__What is being asked__
Change every "marker" to "pin" in the records from the start up to and including the line with "column 973, row 326", and give those lines back with nothing else altered.

__Material provided__
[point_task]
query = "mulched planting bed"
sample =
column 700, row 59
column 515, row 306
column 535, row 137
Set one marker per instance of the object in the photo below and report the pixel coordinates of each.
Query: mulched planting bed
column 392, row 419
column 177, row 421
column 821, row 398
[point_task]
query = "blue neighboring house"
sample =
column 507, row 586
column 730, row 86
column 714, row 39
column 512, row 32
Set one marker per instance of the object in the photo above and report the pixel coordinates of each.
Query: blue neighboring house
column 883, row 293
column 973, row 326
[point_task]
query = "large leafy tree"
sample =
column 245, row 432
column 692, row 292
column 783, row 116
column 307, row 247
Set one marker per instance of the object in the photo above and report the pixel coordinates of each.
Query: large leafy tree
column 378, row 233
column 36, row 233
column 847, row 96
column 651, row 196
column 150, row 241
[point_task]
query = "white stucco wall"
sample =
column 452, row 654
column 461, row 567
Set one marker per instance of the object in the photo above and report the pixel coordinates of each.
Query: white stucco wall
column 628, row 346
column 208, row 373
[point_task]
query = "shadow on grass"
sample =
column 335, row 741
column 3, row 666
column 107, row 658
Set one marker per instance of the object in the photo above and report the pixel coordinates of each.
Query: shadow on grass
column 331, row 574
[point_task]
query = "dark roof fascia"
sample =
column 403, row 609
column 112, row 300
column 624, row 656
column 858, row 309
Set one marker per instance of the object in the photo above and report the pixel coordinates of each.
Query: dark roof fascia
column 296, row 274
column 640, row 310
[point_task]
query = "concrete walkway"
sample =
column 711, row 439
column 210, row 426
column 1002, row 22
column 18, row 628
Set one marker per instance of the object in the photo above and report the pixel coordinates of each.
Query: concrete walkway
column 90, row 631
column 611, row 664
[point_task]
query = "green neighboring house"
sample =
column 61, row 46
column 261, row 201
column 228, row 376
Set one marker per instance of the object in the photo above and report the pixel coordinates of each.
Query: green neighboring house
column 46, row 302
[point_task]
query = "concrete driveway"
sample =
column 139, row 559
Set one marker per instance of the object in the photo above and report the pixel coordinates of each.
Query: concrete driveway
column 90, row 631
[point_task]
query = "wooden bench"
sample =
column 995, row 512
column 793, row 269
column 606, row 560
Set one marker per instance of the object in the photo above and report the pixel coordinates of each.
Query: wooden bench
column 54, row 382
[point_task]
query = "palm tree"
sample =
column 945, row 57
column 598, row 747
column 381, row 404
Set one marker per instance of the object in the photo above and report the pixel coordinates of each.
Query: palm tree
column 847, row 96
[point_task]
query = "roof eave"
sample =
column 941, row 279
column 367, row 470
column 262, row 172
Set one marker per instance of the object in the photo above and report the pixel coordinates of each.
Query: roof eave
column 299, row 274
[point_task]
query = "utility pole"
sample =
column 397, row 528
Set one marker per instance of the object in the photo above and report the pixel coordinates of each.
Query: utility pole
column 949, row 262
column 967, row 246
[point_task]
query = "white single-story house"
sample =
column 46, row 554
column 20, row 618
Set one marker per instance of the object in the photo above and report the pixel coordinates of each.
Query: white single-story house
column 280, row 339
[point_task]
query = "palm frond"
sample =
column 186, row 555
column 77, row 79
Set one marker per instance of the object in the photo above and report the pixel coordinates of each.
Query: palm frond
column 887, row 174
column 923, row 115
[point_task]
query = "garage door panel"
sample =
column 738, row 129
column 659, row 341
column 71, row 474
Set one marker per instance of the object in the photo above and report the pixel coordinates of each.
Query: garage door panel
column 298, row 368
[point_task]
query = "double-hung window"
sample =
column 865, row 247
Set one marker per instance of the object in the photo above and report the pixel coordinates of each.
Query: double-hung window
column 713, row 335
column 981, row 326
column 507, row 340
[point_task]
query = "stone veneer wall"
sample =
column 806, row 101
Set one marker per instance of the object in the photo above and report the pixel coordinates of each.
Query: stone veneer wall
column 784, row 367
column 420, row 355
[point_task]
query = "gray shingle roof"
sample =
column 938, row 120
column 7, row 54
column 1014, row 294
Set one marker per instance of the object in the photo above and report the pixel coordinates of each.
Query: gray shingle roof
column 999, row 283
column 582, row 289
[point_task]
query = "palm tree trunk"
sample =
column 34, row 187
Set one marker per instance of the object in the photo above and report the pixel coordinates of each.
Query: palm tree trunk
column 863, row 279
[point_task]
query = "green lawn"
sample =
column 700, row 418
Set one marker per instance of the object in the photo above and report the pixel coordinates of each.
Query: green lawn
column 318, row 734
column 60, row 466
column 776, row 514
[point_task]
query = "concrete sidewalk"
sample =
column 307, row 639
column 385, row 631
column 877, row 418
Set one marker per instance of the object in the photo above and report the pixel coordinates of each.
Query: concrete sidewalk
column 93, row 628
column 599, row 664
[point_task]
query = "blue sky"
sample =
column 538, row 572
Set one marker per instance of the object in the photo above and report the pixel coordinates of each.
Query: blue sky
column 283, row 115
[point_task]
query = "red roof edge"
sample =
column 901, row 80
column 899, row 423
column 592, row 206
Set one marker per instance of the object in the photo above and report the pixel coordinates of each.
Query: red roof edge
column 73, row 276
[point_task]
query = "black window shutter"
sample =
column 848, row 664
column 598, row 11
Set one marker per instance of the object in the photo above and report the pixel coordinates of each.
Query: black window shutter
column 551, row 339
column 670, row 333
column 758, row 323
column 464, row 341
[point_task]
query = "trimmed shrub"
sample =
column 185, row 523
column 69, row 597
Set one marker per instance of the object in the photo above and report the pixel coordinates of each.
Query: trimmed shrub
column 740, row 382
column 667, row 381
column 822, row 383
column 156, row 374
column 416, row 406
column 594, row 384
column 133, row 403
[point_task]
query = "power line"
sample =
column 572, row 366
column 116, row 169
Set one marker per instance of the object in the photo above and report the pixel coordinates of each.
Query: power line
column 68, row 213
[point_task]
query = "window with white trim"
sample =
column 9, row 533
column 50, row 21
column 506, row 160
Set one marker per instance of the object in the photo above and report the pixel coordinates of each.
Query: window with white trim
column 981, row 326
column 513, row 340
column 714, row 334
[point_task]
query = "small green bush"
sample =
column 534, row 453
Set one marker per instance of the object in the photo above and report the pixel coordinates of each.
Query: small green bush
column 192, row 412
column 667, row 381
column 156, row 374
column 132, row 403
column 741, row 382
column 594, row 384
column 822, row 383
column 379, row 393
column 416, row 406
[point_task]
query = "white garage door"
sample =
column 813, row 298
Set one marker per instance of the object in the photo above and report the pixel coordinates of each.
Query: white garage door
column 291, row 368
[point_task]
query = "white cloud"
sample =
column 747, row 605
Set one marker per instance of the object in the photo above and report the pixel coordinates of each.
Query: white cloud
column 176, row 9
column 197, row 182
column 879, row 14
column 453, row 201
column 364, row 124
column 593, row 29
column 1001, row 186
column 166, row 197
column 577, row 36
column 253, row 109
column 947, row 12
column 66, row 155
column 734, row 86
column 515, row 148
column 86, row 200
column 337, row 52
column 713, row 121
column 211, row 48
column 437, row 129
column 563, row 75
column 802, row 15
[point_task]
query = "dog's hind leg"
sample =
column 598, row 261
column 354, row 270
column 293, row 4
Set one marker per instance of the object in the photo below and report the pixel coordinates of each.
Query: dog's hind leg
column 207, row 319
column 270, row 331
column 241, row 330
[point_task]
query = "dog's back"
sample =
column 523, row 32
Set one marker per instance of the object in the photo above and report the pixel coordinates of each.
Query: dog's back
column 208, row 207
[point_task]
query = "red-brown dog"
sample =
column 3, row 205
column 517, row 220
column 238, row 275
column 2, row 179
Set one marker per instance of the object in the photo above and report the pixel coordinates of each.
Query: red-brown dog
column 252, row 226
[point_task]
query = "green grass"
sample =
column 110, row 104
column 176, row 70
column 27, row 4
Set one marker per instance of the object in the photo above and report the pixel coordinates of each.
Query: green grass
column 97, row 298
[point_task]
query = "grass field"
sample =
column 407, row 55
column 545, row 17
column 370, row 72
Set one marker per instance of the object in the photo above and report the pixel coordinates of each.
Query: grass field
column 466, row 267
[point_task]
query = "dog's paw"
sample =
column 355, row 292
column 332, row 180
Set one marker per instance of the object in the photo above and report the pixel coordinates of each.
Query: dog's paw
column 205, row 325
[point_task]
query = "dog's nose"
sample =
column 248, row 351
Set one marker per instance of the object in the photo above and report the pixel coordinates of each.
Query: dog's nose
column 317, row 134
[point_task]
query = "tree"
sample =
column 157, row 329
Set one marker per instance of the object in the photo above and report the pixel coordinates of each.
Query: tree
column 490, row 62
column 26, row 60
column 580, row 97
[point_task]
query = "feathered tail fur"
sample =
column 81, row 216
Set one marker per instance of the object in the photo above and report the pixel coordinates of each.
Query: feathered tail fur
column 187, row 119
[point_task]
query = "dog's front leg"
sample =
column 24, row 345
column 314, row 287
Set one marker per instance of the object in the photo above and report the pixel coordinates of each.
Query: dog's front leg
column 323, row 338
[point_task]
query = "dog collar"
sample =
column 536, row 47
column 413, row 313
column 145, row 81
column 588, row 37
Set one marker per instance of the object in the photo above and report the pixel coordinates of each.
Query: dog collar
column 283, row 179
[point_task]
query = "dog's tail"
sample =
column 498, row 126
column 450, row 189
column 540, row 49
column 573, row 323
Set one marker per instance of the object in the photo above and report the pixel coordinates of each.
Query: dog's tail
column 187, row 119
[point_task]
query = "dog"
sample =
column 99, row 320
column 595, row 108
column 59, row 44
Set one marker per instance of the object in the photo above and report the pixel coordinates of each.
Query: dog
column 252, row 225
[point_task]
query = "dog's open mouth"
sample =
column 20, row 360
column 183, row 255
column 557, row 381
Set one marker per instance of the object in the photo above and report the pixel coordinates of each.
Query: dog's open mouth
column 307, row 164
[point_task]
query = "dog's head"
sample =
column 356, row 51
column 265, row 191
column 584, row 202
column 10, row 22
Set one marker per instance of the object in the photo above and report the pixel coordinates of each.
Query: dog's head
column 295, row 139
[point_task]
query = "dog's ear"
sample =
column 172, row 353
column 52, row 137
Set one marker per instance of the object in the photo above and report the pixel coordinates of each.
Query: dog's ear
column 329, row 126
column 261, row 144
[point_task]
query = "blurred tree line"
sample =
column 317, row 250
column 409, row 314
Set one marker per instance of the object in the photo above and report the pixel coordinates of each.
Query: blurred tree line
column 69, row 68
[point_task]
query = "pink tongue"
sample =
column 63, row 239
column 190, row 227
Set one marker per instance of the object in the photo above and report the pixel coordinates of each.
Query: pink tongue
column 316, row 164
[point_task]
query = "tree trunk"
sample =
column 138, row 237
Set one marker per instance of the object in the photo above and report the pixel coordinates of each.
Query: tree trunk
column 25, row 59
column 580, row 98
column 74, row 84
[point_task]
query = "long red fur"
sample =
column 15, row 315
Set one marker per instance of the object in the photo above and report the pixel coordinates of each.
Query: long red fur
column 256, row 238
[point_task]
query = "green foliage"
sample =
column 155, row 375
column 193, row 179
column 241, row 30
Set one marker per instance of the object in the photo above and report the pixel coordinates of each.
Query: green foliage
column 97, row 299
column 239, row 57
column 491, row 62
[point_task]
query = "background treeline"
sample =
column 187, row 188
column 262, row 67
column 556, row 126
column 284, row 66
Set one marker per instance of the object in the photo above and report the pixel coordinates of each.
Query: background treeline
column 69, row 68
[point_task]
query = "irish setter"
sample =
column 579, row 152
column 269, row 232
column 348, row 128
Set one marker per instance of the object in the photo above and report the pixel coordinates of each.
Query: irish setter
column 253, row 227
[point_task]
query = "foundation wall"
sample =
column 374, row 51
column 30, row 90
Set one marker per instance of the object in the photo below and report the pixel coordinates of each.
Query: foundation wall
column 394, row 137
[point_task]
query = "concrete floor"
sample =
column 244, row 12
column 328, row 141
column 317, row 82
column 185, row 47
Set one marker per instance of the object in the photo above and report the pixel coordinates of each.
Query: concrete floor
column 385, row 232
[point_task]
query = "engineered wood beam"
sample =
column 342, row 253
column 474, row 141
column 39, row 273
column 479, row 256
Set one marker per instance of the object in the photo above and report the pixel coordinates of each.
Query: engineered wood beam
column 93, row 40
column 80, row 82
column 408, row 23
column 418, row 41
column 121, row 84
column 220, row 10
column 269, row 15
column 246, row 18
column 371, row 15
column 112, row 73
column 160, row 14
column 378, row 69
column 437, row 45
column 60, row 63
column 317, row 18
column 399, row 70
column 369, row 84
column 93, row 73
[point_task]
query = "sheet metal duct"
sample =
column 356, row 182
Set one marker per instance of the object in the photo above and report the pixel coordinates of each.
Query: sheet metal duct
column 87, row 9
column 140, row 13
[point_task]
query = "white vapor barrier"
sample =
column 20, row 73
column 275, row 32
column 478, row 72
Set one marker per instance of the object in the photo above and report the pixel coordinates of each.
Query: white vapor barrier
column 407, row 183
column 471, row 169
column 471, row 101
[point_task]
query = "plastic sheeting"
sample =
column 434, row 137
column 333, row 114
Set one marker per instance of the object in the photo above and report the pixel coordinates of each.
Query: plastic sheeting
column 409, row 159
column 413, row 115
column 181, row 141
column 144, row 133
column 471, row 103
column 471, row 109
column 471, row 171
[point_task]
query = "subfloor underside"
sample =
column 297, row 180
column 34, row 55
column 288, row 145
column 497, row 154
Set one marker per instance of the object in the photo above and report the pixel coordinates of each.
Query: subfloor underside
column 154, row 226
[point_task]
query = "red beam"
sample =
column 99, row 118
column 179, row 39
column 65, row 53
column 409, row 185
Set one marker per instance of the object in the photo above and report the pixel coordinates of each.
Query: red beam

__Solved problem__
[point_task]
query = "mulched planting bed"
sample =
column 700, row 59
column 515, row 306
column 535, row 137
Set one pin per instance of the object in the photo below and report the pixel coordinates of each.
Query: mulched planting bed
column 392, row 419
column 177, row 421
column 821, row 398
[point_task]
query = "blue neighboring house"
sample =
column 507, row 586
column 730, row 86
column 714, row 39
column 512, row 32
Set one pin per instance of the object in the photo above and report the pixel coordinates of each.
Query: blue neighboring house
column 883, row 293
column 973, row 326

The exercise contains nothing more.